--- Exercise instructions ---
Return the lines below exactly, starting with the line that contains "the fireplace in" and stopping after the last line.

══ Provided data ══

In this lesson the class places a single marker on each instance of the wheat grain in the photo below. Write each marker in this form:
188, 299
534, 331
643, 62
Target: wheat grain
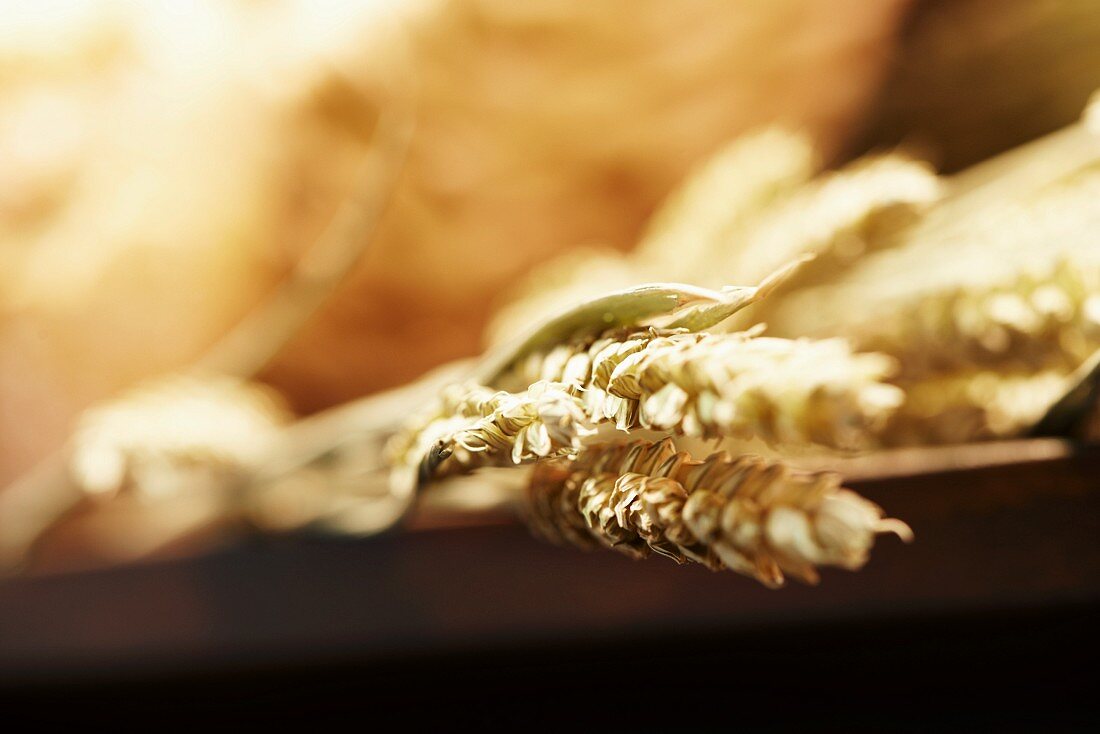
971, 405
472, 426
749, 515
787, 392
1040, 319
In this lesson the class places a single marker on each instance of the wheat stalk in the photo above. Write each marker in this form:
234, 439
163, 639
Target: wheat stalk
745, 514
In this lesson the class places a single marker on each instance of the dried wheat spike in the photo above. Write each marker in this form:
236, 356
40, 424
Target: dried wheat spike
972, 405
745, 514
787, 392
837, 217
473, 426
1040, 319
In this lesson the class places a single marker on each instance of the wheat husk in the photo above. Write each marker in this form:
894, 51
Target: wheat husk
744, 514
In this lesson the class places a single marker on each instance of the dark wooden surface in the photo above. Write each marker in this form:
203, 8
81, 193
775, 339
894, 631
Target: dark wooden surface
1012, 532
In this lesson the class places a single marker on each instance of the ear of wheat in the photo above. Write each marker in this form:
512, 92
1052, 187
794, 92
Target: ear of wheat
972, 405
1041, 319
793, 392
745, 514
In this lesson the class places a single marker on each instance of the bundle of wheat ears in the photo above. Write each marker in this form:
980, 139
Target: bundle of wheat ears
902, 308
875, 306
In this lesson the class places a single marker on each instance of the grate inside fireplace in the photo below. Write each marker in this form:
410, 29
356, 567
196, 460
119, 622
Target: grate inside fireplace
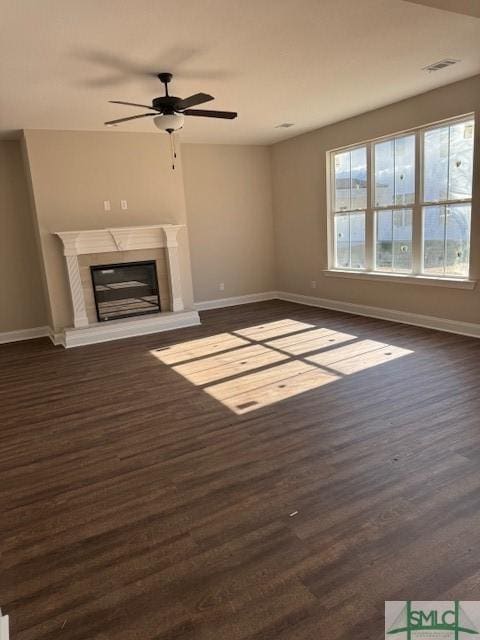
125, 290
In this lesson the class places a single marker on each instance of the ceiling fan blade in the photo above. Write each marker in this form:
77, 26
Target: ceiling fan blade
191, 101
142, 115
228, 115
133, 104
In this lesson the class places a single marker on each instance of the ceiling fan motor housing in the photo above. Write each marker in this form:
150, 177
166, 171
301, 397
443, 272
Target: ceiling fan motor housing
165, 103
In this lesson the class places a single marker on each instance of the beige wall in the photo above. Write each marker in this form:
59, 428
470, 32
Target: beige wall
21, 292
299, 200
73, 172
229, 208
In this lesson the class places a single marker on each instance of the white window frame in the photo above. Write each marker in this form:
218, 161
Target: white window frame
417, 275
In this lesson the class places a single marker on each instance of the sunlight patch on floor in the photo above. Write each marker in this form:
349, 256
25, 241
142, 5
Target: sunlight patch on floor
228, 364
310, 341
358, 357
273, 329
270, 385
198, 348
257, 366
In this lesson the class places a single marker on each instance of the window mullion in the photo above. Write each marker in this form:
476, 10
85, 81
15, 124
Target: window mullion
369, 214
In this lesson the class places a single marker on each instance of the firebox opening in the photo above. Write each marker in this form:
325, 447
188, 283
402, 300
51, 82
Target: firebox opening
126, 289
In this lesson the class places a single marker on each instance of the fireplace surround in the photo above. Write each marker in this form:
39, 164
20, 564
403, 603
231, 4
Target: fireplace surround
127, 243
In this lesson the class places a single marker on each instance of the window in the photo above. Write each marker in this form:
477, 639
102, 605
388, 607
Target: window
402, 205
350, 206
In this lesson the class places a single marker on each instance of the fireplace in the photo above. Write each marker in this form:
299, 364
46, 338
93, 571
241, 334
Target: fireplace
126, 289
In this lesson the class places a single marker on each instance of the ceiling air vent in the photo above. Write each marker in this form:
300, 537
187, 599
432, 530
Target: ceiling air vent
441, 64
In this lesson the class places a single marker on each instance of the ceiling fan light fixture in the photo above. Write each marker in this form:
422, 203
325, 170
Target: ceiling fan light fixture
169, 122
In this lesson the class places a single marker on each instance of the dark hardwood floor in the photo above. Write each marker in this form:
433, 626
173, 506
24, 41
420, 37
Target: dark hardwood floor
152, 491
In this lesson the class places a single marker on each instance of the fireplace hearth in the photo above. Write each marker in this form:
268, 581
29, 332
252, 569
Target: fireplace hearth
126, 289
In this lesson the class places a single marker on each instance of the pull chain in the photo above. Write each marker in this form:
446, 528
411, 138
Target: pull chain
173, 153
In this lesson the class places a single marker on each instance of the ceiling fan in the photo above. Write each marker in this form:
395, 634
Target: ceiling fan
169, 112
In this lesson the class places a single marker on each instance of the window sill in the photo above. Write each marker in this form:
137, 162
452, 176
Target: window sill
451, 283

═══

--- Answer to this task ---
In this lesson the class places a single marker on each instance of the fireplace in the photo above. Write each marker in this form:
299, 364
46, 338
93, 571
241, 334
Target: fireplace
126, 289
In this lesson the class places a single marker on each instance of the ceiling air vent in the photo above. Write each marker in this form:
300, 537
187, 599
432, 530
Target: ceiling air vent
441, 64
In this lesson the class places a single marker on each instance of the ceiling fan light fixture in the photo above. Write each marker in this form:
422, 203
325, 170
Target: ceiling fan light fixture
169, 122
In this lesson the class places a single marker on each instance of the dark hardwood floor in the photo above. Write each marker in this form:
433, 626
173, 506
24, 41
420, 37
Target: dark hardwood floor
152, 491
In this lesson the class places a single marker on each instance of the fireplace hearth in the photo above. Write each marker in this form:
268, 581
29, 332
252, 569
Target: fireplace hearth
126, 289
In this lesson the class places a single marker on each instance of the pull chain in the photo above. Write each marker in this form:
446, 528
411, 138
Target: pull chain
173, 153
In this lesson the class places a single marker on each instance of the ceiling fan in the photo above. Write each marker in this form:
395, 634
Target: ceiling fan
169, 112
In this lesson the class places a single marker on each instance of the window sill in the photo above. Write each marker in this form:
137, 162
452, 176
Target: window sill
451, 283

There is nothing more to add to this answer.